» **Source passage**:
>>>>>

Lafarge Africa Stock Gets Buy Rating
By Dipo Olowookere
One of the leading cement firms, Lafarge Africa Plc, which trades its stocks on the Nigerian Stock Exchange (NSE), has witnessed a positive momentum at the market lately.
Just when some observers thought the stock would struggle at the exchange, especially after its former CEO, Mr Michel Puchercos, was poached by its arch rival, Dangote Cement, it has been performing beyond expectations.
Recently, the company released its financial statements for the 2019 fiscal year and it became very clear that its South African arm had been the spanner in its works. With its exit, the organisation is tipped to take charge of its sector.
In the past days and weeks at the stock market, Lafarge Africa has not done badly and according to analysts at CardinalStone, investors should not waste time to load more of the company’s equities because it has the potential to sell at over N19 per unit later. At the moment, the share price is just below N12, precisely N11.50.
“Notwithstanding the current shock, we believe Lafarge remains a compelling proposition in the medium-to-long term due to its recent restructurings.
“Notably, the company’s cash flow position is likely to recover strongly in FY’22 alongside expected pick up in domestic macro,” analysts at the Lagos-based firm said.
It was noted that the cement industry in Nigeria is anticipated to witness 16.0 percent year-on-year decline in production this year due to the impact of the coronavirus.
However, Lafarge Africa is expected to slightly underperform the sector with a 17.6 percent y-o-y contraction in cement output due to “intensifying competition from BUA Cement across Lafarge Africa’s support hubs in the Northern and Southern zones of the country.”

<<<<<

» **Problem details**:
Transcribe the part of the article on Lafarge Africa's stock starting with "In the past" and going on through "its recent restructurings.".

Stored records
>>>>>

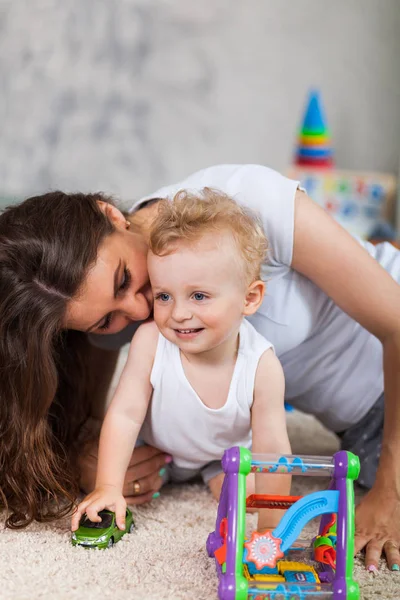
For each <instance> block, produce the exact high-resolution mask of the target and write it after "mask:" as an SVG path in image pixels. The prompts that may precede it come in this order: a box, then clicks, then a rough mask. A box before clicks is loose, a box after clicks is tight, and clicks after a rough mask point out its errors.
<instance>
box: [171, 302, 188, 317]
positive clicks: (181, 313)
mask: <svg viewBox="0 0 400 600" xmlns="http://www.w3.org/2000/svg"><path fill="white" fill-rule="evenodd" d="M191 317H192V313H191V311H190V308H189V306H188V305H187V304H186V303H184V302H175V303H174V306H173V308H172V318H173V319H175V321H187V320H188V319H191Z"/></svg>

<<<<<

» **Written response**:
In the past days and weeks at the stock market, Lafarge Africa has not done badly and according to analysts at CardinalStone, investors should not waste time to load more of the company’s equities because it has the potential to sell at over N19 per unit later. At the moment, the share price is just below N12, precisely N11.50.
“Notwithstanding the current shock, we believe Lafarge remains a compelling proposition in the medium-to-long term due to its recent restructurings.